◆ **INSTRUCTIONS TO FOLLOW**
Convert all of the records below into a two-column CSV with the columns instruction and coordinates, one row per record, putting each record's text and its answer in a single quoted field with line breaks replaced by spaces. Leave the pictures out of the output.

◆ **RAW RECORDS**

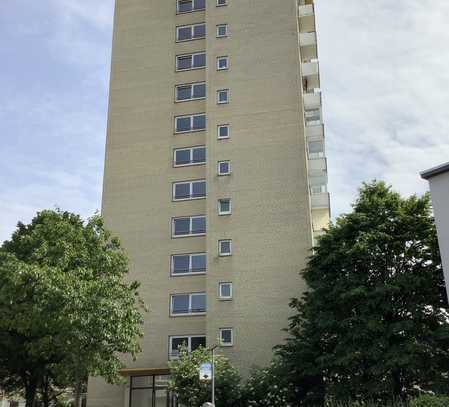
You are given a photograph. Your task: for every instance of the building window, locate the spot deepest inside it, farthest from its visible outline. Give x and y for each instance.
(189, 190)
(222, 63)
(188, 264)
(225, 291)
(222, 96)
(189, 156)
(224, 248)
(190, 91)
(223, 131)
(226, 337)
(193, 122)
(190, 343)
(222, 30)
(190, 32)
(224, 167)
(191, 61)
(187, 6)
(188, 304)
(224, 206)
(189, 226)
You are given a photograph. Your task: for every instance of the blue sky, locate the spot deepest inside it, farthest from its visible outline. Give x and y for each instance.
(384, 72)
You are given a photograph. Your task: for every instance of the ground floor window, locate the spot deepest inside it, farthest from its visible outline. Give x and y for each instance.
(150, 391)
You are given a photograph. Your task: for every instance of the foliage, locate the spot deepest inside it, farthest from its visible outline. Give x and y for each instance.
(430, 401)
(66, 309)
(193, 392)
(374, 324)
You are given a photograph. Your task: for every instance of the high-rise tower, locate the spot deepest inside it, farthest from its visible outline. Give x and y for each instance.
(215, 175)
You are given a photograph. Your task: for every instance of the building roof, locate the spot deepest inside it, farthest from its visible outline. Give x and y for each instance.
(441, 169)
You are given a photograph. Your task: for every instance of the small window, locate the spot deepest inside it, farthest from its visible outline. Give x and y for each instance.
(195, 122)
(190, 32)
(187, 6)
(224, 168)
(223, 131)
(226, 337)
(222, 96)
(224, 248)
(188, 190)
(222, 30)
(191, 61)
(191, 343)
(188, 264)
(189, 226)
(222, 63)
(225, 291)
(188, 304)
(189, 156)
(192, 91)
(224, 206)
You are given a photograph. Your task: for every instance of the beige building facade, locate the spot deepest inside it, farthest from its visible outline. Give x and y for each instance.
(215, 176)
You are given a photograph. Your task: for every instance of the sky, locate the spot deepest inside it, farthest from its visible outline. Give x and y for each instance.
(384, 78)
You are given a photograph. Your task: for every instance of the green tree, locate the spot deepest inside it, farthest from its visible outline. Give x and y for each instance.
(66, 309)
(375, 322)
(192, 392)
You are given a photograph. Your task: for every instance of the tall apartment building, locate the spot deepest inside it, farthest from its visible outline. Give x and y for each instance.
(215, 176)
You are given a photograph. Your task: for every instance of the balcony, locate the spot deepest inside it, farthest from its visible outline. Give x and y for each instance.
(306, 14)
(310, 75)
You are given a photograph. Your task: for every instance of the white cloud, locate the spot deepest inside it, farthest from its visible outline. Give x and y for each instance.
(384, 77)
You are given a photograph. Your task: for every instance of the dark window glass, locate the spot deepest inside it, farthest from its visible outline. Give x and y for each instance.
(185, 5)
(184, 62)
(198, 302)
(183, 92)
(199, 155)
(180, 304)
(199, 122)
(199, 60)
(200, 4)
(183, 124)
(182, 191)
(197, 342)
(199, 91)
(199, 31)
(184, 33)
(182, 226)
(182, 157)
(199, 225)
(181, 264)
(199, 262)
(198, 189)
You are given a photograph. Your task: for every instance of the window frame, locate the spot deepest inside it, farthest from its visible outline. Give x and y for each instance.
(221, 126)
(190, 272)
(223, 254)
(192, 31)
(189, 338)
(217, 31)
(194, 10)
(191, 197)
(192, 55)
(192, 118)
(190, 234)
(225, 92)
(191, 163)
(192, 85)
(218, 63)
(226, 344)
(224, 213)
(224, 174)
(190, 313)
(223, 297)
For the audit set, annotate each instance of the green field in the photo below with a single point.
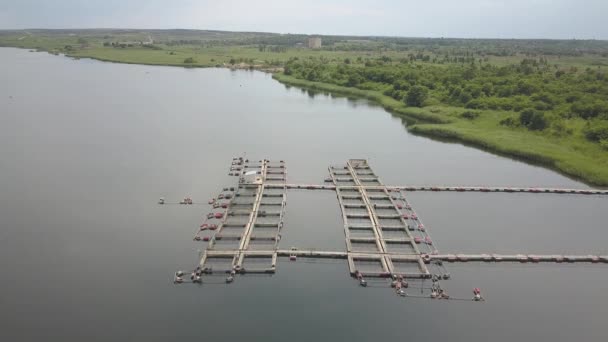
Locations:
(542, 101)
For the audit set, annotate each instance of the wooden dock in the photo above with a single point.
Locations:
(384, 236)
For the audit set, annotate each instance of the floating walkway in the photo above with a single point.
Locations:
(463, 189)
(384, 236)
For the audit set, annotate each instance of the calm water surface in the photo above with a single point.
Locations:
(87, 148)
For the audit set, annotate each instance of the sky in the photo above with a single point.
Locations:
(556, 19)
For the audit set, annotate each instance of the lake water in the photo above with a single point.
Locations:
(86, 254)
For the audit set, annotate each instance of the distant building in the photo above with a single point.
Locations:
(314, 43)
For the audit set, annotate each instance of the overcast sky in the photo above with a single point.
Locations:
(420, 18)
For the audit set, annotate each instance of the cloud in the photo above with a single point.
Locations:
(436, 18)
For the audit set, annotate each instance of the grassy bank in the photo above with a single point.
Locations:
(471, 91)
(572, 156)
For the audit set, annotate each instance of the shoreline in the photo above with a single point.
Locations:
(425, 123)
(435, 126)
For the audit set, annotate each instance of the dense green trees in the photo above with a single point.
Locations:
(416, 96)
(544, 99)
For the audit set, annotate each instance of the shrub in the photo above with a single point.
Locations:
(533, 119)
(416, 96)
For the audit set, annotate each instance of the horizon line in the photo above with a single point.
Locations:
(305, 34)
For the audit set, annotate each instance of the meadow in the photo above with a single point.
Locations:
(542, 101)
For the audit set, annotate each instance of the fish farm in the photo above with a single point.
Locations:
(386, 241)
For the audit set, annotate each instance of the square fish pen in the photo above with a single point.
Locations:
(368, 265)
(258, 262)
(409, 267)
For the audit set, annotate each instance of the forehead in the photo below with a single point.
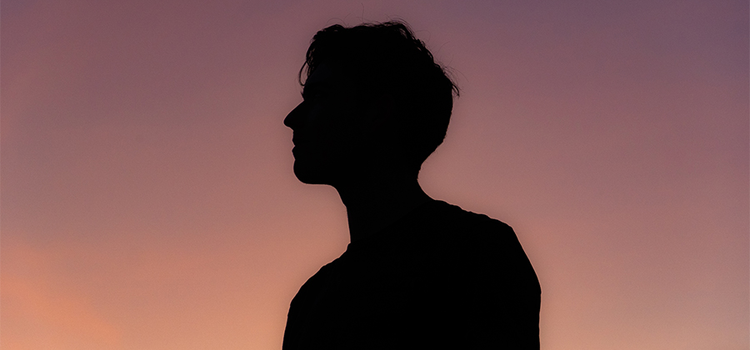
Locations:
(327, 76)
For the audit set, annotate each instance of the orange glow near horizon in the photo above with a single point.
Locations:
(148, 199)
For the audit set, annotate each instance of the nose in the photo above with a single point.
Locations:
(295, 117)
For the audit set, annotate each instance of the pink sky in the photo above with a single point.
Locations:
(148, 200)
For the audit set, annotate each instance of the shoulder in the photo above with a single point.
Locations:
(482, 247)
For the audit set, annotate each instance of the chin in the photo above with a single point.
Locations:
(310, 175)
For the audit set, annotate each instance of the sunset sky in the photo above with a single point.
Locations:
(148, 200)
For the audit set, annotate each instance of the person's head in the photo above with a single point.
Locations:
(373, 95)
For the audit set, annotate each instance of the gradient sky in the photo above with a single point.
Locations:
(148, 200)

◆ **TASK RESULT**
instruction,coordinates
"You are given a photograph. Your task: for every instance of the building window, locate the spot deepest inside it, farthest from its visible outline. Give x and y for each instance.","(189, 190) (222, 63) (188, 264) (225, 291) (222, 96) (189, 156) (224, 248) (190, 91) (223, 131) (226, 337) (193, 122) (190, 343) (222, 30) (190, 32) (224, 167) (191, 61) (187, 6) (188, 304) (224, 206) (189, 226)"
"You are given a photograph. Your task: for every instance of the blue sky, locate the spot deepest inside it, farthest from its visible outline. Give x and y for each instance.","(384, 72)"
"You are given a photograph. Your task: for every instance of the ground floor window, locate the spot deepest inside it, farthest from its visible outline. Give x and y for each instance.","(150, 391)"
"You are given a photograph. Your task: for every instance of the foliage, locate the spot deepest inside it, farthest from its visible outline. Give x and y for each instance.","(430, 401) (66, 309) (193, 392) (374, 324)"
"You are given a photograph. Your task: for every instance of the high-rise tower, locate the spot deepest inside it, farthest from its visible outline. Give x and y for each instance.","(215, 175)"
"You are given a photograph. Your task: for every instance of the building roof, locate the spot deepest inside it, farthest from its visible outline. Give x and y for each instance.","(441, 169)"
"You are given a photograph. Your task: for every instance of the small window, locate the spot deepest inside it, farthest from its visible outline. Give x and y for each instance.","(195, 122) (190, 32) (187, 6) (224, 168) (223, 131) (226, 337) (222, 96) (224, 248) (188, 190) (222, 30) (191, 61) (191, 343) (188, 264) (189, 226) (222, 63) (225, 291) (188, 304) (189, 156) (192, 91) (224, 206)"
"You are given a photograph. Your task: for every instance of the beige building facade, locate the spot deepest inside it, farthest from its visible outline. Give x and y for each instance.","(215, 176)"
"You are given a photograph. Your task: for every instance of the sky, locate the spot deepest inside it, farthest from its visible outline. Give x and y for each instance.","(384, 78)"
"You are given a photograph. Your task: for every instance of the green tree, locate the spot deepest inside it, farthest from its visible outline. Give x and y for each instance.","(66, 309) (375, 322) (192, 392)"
"You are given a photograph. Your task: for every instance of the tall apartment building, locate the spot deepest inside it, farthest from its visible outline. Give x and y for each instance.","(215, 176)"
"You are given a photograph. Your task: for every instance of the balcony, locate the spot deepest inside it, farthest from its visible outline. Give x and y for each instance.","(306, 14) (310, 75)"
"You are given a photograph. Your task: for every instance of the white cloud, locate the spot deepest inside it, farthest from its visible outline. Give x and y for each instance.","(384, 77)"
"You are given a photograph. Your task: for every instance of the dark window glass, locate the spot deepest inside it, farthest from its visible outline. Give x and y for each instance.","(185, 5) (184, 62) (198, 302) (183, 92) (199, 155) (180, 304) (199, 122) (199, 60) (200, 4) (183, 124) (182, 191) (197, 342) (199, 91) (199, 31) (184, 33) (182, 226) (182, 157) (199, 225) (181, 264) (199, 262) (198, 189)"
"You are given a photograph. Your task: for every instance of the window frame, locate the spot deepest inside it, farthest from its visible outline. Give x and y for each instance.","(221, 126) (190, 272) (223, 254) (192, 31) (189, 338) (217, 31) (194, 10) (191, 197) (192, 55) (192, 118) (190, 234) (225, 92) (191, 163) (192, 85) (218, 63) (226, 344) (224, 213) (224, 174) (190, 313) (223, 297)"
"For the audit set, annotate each instance of the green field in the photo below with a single point. Locations:","(542, 101)"
"For the audit set, annotate each instance of the wooden dock in the photo above with a single point. Locations:","(384, 236)"
"For the audit set, annotate each instance of the floating walkway in the photo above with a single point. Locations:","(463, 189) (384, 236)"
"For the audit set, annotate each instance of the calm water surface in the photo above with a single point. Locations:","(87, 148)"
"For the audit set, annotate each instance of the sky in the photo above with a single point. Locations:","(556, 19)"
"For the audit set, annotate each instance of the lake water in the photo above with a single point. Locations:","(86, 254)"
"For the audit set, annotate each instance of the distant building in the photo above with a single point. Locations:","(314, 43)"
"For the audit set, annotate each instance of the overcast sky in the photo above with a single point. Locations:","(420, 18)"
"For the audit set, annotate each instance of the cloud in the photo above with a single point. Locations:","(436, 18)"
"For the audit set, annotate each instance of the grassy bank in the photo above with a single point. Locations:","(471, 91) (572, 156)"
"For the audit set, annotate each instance of the shoreline in the photo above with a single point. Locations:","(425, 123) (435, 126)"
"For the audit set, annotate each instance of the dense green trees in the photo above with a single point. Locations:","(416, 96) (544, 99)"
"For the audit set, annotate each instance of the shrub in the photo above with a single point. Locations:","(533, 119) (416, 96)"
"For the audit set, annotate each instance of the horizon line in the photo above with a single point. Locations:","(305, 34)"
"For the audit set, annotate each instance of the meadow in the photo above with a single point. Locations:","(542, 101)"
"For the audit set, annotate each instance of the fish farm in the photo above with a single point. Locations:","(386, 241)"
"For the audit set, annotate each instance of the square fish pen in the photo above with a single point. Locations:","(368, 265) (258, 262) (409, 267)"
"For the audit set, annotate each instance of the forehead in the photo below with a single point. Locations:","(327, 76)"
"For the audit set, annotate each instance of the orange glow near horizon in the photo above with a single point. Locations:","(148, 199)"
"For the audit set, annotate each instance of the nose in the photo above with a single point. Locations:","(295, 117)"
"For the audit set, annotate each instance of the pink sky in the photo above with a single point. Locations:","(148, 200)"
"For the audit set, annotate each instance of the shoulder in the photo above with a single point. Locations:","(482, 247)"
"For the audit set, annotate each instance of the chin in the photo above with a single point. Locations:","(310, 175)"
"For the audit set, annotate each instance of the sunset sky in the photo above with a single point. Locations:","(148, 200)"
"For the audit set, annotate each instance of the person's head in the photo above with a single point. Locations:","(373, 95)"
"For the audit set, annotate each instance of the gradient sky in the photo above with a single point. Locations:","(148, 200)"